El púgil contra las cuerdas

Francisco Pomares
El presidente Sánchez compareció el lunes en Televisión Española con el aire de un boxeador sonado que se sabe incapaz de ganar la pelea, pero persiste en mantenerse erguido sobre el cuadrilátero. Recordaba el hombre a ese boxeador grogui, castigado hasta la extenuación, tambaleante, pero capaz aún de lanzar al aire golpes por instinto, a la espera de que suene de una vez la campana. La del lunes fue la primera entrevista que concede en más de un año. La ex subdirectora de El País, Pepa Bueno, lo entrevistó sin voluntad de daño, perro poniendo en juego las armas y mimbres de un oficio que conoce bien. No pareció una entrevista con preguntas pactadas, pero resultaba difícil olvidarse de que Bueno entrevistaba a su jefe.
En ese concreto ambiente y contexto, uno habría esperado encontrar un presidente dedicado a vender un proyecto, a marcar la agenda o a recuperar la iniciativa política. Pero lo que vimos fue otra cosa: vimos un Sánchez ensimismado, defensivo, preocupado casi únicamente por no trasladar su imagen de derrota, convertido en narrador de un melodrama casposo en el que los malos son los jueces. Sánchez sentenció una frase calculada, que se trajo de la preparación del programa: dijo “hay jueces haciendo política y políticos que tratan de hacer justicia”. No es un chascarrillo más. Es una declaración presidencial, que se produce justo cuando se instruyen las causas que afectan a su esposa y a su hermano. A nadie debe privarse del derecho a la propia defensa, pero hay algo profundamente perturbador en que el jefe del Gobierno use la televisión pública para acusar a jueces concretos de perseguirle. A él y a su familia. No es solo un error hacerlo: supone dinamitar conscientemente el principio de la separación de poderes, ese muro de carga sin el que cualquier edificio constitucional se puede venir abajo.

- TAREA A -
Resume en forma de lista el párrafo del texto de lectura que empieza con «En ese concreto ambiente» y conserva sus datos principales.
- TAREA B -
Transcribe del texto de lectura el fragmento que comienza con las palabras que contienen «Francisco Pomares» y termina con «entrevistaba a su jefe.».
Las líneas no guardan relación con el texto de lectura.

- LÍNEAS PROPORCIONADAS -

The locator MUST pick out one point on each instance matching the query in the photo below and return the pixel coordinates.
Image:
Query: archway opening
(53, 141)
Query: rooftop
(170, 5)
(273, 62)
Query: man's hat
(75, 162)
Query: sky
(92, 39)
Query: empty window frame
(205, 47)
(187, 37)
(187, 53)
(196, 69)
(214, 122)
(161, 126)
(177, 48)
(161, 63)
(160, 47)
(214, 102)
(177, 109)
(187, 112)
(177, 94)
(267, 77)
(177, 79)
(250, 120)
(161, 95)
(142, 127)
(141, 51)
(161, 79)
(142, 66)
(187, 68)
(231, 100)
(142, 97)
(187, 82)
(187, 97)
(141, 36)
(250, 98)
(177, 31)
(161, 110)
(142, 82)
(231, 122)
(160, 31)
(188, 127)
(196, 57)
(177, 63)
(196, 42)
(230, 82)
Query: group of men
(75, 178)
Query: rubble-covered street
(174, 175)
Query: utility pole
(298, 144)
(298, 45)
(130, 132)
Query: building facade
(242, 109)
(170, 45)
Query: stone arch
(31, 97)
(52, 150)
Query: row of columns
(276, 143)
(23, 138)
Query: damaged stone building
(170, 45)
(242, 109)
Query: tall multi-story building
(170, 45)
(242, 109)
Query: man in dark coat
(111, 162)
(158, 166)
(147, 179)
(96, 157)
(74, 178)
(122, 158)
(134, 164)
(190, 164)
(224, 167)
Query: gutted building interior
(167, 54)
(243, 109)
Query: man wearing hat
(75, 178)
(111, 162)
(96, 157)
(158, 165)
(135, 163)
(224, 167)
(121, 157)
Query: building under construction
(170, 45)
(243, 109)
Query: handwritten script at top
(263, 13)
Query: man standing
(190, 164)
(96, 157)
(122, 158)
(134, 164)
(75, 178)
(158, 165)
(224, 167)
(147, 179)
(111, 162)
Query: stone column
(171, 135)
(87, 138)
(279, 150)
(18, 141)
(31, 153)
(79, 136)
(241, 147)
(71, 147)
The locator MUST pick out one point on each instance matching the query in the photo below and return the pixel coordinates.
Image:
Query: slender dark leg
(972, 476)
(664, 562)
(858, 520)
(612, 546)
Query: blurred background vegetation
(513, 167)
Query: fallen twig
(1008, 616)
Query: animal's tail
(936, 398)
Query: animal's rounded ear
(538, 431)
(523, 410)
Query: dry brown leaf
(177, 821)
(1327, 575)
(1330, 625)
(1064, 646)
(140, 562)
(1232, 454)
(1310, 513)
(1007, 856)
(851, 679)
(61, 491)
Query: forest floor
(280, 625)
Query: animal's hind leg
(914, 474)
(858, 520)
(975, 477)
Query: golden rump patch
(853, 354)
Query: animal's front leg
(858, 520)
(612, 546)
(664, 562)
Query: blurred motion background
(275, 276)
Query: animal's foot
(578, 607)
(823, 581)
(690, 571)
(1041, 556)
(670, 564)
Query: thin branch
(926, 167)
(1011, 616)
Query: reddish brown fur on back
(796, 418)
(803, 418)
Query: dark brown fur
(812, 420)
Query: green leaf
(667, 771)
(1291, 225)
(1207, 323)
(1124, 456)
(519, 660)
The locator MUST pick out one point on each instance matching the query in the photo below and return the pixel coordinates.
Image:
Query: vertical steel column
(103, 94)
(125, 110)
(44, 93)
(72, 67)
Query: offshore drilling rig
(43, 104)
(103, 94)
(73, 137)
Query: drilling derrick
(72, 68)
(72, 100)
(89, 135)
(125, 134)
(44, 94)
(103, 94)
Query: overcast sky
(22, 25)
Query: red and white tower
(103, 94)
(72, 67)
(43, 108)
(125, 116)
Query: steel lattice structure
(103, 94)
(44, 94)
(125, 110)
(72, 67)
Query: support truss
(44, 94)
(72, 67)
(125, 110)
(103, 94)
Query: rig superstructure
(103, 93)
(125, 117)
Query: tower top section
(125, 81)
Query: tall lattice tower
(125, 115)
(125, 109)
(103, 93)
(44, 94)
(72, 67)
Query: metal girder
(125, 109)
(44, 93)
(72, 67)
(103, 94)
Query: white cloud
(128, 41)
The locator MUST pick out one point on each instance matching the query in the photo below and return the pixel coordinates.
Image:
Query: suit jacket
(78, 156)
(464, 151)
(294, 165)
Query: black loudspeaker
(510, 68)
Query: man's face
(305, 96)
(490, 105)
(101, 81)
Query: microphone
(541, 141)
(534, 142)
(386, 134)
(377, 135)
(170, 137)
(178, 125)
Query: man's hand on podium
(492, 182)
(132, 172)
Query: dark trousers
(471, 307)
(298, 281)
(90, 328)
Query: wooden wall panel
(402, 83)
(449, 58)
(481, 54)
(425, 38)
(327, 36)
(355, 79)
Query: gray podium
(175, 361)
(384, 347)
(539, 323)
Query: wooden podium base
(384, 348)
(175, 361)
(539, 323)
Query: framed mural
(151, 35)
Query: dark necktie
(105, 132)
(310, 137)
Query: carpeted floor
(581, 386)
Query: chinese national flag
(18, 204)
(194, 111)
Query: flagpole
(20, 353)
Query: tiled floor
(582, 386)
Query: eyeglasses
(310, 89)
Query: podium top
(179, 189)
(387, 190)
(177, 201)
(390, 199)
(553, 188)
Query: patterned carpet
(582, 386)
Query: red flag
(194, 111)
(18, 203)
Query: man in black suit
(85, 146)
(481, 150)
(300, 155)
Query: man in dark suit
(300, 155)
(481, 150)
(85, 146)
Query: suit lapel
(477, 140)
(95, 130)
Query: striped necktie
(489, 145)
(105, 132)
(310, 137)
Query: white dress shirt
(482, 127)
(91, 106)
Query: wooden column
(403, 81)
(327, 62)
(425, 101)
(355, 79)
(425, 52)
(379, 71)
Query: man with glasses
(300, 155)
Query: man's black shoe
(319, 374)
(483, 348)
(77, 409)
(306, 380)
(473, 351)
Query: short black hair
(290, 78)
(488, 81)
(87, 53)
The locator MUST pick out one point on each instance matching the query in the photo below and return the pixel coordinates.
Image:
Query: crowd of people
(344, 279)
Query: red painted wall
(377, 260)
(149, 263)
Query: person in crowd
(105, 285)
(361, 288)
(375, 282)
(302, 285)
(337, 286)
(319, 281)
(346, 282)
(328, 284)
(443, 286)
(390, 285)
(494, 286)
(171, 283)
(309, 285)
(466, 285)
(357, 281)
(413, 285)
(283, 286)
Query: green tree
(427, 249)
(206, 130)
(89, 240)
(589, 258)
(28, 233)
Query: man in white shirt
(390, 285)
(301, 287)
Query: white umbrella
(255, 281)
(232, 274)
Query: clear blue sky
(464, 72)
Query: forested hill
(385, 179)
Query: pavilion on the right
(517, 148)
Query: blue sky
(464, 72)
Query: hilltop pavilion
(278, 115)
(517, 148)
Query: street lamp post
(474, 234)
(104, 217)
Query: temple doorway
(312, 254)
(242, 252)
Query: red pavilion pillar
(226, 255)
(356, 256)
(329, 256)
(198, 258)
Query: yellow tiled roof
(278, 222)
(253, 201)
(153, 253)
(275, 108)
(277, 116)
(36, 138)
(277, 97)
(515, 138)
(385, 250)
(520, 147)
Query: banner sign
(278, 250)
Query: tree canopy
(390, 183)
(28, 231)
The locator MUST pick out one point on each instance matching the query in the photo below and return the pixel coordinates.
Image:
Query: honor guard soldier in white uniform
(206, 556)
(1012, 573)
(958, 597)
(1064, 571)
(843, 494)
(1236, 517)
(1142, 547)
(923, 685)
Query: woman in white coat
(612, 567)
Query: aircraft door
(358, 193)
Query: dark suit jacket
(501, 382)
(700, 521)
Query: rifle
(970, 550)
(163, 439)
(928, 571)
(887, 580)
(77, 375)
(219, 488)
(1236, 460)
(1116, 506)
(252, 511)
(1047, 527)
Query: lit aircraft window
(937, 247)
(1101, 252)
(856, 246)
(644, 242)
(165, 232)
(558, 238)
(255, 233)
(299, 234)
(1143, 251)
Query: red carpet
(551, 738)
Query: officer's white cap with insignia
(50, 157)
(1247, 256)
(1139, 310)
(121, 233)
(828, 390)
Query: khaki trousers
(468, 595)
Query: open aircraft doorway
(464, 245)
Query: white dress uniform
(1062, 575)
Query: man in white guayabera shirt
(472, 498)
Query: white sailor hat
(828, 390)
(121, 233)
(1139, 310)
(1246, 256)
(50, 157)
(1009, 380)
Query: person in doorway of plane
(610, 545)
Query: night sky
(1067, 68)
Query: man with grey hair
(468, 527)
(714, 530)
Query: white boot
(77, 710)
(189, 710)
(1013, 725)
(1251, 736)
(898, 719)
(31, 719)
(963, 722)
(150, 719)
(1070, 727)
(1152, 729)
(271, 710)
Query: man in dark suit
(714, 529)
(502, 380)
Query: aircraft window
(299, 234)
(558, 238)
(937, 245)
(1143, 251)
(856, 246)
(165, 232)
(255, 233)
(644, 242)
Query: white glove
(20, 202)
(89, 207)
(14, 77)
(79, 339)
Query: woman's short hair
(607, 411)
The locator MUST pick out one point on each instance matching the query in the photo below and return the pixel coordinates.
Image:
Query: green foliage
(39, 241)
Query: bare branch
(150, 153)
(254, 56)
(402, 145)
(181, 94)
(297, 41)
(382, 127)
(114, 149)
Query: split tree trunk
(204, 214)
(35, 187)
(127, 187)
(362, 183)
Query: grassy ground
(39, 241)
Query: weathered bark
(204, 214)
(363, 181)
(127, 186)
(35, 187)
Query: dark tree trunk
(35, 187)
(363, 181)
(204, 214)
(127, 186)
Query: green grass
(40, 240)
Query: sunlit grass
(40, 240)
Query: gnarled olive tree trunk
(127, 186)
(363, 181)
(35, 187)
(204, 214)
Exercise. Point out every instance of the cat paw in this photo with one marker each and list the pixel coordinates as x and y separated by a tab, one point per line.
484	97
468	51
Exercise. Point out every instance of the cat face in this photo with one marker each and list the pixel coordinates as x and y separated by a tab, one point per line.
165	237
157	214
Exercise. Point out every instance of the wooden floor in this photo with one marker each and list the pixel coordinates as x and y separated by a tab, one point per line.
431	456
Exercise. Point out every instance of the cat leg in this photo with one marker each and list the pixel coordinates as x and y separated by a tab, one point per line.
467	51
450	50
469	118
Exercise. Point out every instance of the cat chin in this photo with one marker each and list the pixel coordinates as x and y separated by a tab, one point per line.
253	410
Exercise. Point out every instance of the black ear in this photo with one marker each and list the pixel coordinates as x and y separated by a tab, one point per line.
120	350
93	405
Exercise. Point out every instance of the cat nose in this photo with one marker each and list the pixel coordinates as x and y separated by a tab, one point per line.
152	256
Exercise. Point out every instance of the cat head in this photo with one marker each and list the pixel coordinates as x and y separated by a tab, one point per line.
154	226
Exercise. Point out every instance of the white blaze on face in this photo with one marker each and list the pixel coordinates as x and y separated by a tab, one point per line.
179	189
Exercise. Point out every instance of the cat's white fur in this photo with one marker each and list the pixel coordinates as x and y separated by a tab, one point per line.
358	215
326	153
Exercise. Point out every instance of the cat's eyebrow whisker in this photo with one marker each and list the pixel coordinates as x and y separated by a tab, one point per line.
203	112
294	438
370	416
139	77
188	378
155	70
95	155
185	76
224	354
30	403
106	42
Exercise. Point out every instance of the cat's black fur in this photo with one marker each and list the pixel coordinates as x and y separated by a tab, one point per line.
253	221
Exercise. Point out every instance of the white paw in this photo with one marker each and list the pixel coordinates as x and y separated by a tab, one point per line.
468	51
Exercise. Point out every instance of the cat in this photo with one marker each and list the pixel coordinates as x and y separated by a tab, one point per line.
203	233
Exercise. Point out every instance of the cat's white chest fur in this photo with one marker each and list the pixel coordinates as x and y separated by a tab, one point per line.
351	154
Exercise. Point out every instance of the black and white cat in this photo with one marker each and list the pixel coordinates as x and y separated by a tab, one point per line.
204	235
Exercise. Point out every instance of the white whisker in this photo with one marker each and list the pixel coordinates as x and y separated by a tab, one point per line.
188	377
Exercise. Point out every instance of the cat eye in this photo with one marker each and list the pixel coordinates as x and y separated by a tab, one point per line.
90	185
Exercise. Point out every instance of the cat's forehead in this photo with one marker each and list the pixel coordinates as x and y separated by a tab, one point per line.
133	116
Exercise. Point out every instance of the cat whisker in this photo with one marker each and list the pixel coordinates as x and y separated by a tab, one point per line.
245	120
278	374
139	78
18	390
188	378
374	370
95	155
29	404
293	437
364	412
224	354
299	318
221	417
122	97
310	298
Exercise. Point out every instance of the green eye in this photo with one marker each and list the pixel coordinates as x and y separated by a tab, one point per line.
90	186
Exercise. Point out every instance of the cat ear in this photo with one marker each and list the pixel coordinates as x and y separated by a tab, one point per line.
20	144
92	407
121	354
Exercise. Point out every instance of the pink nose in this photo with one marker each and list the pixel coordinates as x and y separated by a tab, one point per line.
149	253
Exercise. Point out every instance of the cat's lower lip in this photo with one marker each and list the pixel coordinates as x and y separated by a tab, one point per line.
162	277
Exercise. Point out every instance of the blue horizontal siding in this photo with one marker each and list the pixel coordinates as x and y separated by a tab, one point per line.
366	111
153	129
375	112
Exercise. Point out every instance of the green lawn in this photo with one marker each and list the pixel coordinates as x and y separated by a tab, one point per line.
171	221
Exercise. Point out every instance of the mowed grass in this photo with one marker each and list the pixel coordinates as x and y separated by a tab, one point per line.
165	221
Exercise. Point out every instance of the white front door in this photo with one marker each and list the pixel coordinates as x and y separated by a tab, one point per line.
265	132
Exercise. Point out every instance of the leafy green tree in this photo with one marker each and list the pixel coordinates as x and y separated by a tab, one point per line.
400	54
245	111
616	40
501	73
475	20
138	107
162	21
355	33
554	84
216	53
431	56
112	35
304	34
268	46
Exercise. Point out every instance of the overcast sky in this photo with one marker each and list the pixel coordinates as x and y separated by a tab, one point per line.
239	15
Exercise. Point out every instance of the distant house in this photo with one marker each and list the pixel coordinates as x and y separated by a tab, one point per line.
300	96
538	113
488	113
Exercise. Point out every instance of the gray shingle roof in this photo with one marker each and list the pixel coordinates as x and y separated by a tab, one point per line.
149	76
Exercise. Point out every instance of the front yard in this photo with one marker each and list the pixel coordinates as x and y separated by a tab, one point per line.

- RESPUESTA A -
- En vez de un presidente dedicado a vender un proyecto o a recuperar la iniciativa política, se vio a un Sánchez ensimismado y defensivo, preocupado por no transmitir una imagen de derrota y narrador de un melodrama en el que los malos son los jueces.
- Sánchez pronunció una frase calculada: «hay jueces haciendo política y políticos que tratan de hacer justicia».
- Se trata de una declaración presidencial, hecha cuando se instruyen las causas que afectan a su esposa y a su hermano.
- Aunque nadie debe ser privado del derecho a defenderse, que el jefe del Gobierno use la televisión pública para acusar a jueces concretos de perseguirle a él y a su familia supone dinamitar conscientemente la separación de poderes.

- RESPUESTA B -
Francisco Pomares
El presidente Sánchez compareció el lunes en Televisión Española con el aire de un boxeador sonado que se sabe incapaz de ganar la pelea, pero persiste en mantenerse erguido sobre el cuadrilátero. Recordaba el hombre a ese boxeador grogui, castigado hasta la extenuación, tambaleante, pero capaz aún de lanzar al aire golpes por instinto, a la espera de que suene de una vez la campana. La del lunes fue la primera entrevista que concede en más de un año. La ex subdirectora de El País, Pepa Bueno, lo entrevistó sin voluntad de daño, perro poniendo en juego las armas y mimbres de un oficio que conoce bien. No pareció una entrevista con preguntas pactadas, pero resultaba difícil olvidarse de que Bueno entrevistaba a su jefe.